[Text extract]
....

AdamW Optimizer¶

Formula¶

\[ \theta_{t+1}=\theta_t-\eta \frac{\hat m_t}{\sqrt{\hat v_t}+\epsilon}-\eta\lambda\theta_t \]

Parameters¶

\(\theta_t\): parameters
\(\hat m_t,\hat v_t\): Adam moment estimates
\(\eta\): learning rate
\(\lambda\): weight decay coefficient

What it means¶

AdamW applies decoupled weight decay, separating parameter shrinkage from the gradient-based Adam update.

What it's used for¶

Modern training of Transformers and large neural networks.
Better control of regularization than L2-inside-Adam.

Key properties¶

Decoupled weight decay behaves differently from adding \(\lambda\|\theta\|^2\) to the loss under Adam.
Usually preferred over vanilla Adam for deep learning.

Common gotchas¶

Excluding biases/norm parameters from weight decay is common but implementation-specific.
"weight_decay" flags in libraries may not all behave identically.

Example¶

A common setup is AdamW with warmup + cosine decay for Transformer training.

....

[Provided information]
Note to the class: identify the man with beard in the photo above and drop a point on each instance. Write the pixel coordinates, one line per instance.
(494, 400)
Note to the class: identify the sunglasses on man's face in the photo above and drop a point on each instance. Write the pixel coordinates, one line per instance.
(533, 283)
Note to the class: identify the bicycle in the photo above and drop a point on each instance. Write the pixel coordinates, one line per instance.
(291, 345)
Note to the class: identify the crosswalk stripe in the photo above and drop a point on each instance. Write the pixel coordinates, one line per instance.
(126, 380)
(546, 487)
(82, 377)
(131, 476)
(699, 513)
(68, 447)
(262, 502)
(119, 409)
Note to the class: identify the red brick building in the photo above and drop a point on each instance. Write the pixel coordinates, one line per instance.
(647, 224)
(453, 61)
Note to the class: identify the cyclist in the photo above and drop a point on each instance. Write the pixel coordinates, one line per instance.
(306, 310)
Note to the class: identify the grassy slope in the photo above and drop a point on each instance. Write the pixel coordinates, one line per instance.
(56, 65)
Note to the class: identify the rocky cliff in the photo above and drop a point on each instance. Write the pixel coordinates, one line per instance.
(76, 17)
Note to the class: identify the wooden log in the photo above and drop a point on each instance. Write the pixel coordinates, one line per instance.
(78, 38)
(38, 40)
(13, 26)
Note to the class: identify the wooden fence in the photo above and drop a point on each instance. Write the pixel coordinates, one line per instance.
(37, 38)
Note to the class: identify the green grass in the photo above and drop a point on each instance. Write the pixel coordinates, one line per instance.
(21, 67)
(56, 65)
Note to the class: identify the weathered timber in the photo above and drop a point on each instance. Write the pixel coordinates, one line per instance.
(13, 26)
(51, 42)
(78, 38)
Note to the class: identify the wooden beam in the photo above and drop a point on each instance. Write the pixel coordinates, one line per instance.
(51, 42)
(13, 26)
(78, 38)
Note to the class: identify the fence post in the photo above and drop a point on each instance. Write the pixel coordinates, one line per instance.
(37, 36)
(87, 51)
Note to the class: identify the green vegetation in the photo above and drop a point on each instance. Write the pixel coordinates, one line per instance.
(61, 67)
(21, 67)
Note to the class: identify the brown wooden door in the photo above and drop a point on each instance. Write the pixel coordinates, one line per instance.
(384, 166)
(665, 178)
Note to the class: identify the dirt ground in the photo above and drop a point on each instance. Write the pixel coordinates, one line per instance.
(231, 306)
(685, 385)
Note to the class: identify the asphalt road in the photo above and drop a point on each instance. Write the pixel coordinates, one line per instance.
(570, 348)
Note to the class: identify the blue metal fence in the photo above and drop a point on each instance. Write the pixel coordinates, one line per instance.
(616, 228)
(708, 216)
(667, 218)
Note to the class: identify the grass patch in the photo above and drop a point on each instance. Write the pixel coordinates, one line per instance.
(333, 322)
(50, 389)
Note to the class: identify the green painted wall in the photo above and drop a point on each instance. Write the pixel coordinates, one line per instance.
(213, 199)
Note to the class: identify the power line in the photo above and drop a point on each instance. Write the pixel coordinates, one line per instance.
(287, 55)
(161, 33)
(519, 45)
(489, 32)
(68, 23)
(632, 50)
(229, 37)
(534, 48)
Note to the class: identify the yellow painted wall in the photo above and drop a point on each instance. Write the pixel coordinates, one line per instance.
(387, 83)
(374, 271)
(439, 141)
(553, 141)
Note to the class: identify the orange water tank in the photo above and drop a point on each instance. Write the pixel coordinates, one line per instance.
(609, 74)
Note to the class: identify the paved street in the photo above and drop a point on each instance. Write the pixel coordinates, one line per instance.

....

[Exercise requirements]
a) Answer these from the AdamW optimizer page:
(i) Which quantity does η stand for?
(ii) What does AdamW keep apart by using decoupled weight decay?
(iii) What setup is given as common for Transformer training?
b) List every symbol that the AdamW optimizer page defines under "Parameters", and give what each one stands for.
c) Extend the AdamW optimizer page with the section that would come after its example.

[Per-task answers]
a)
(i) The learning rate.
(ii) Parameter shrinkage and the gradient-based Adam update.
(iii) AdamW with warmup plus cosine decay.

b)
- θ_t: parameters
- m̂_t: Adam moment estimate
- v̂_t: Adam moment estimate
- η: learning rate
- λ: weight decay coefficient

c)
How to Compute (Pseudocode)¶

Input: gradients g_t, parameters theta, lr eta, Adam hyperparameters, weight decay lambda, steps T
Output: updated parameters theta

perform the Adam moment updates and bias correction
for each parameter element:
  theta <- theta - eta * adam_update(theta, g_t)
  theta <- theta - eta * lambda * theta    # decoupled weight decay
return theta

Complexity¶

Time: \(O(Tp)\) elementwise optimizer-state updates once gradients are available (plus gradient computation cost)
Space: \(O(p)\) additional Adam moment buffers, similar to Adam
Assumptions: \(p\) parameters; decoupled decay shown conceptually (implementations may fuse the operations)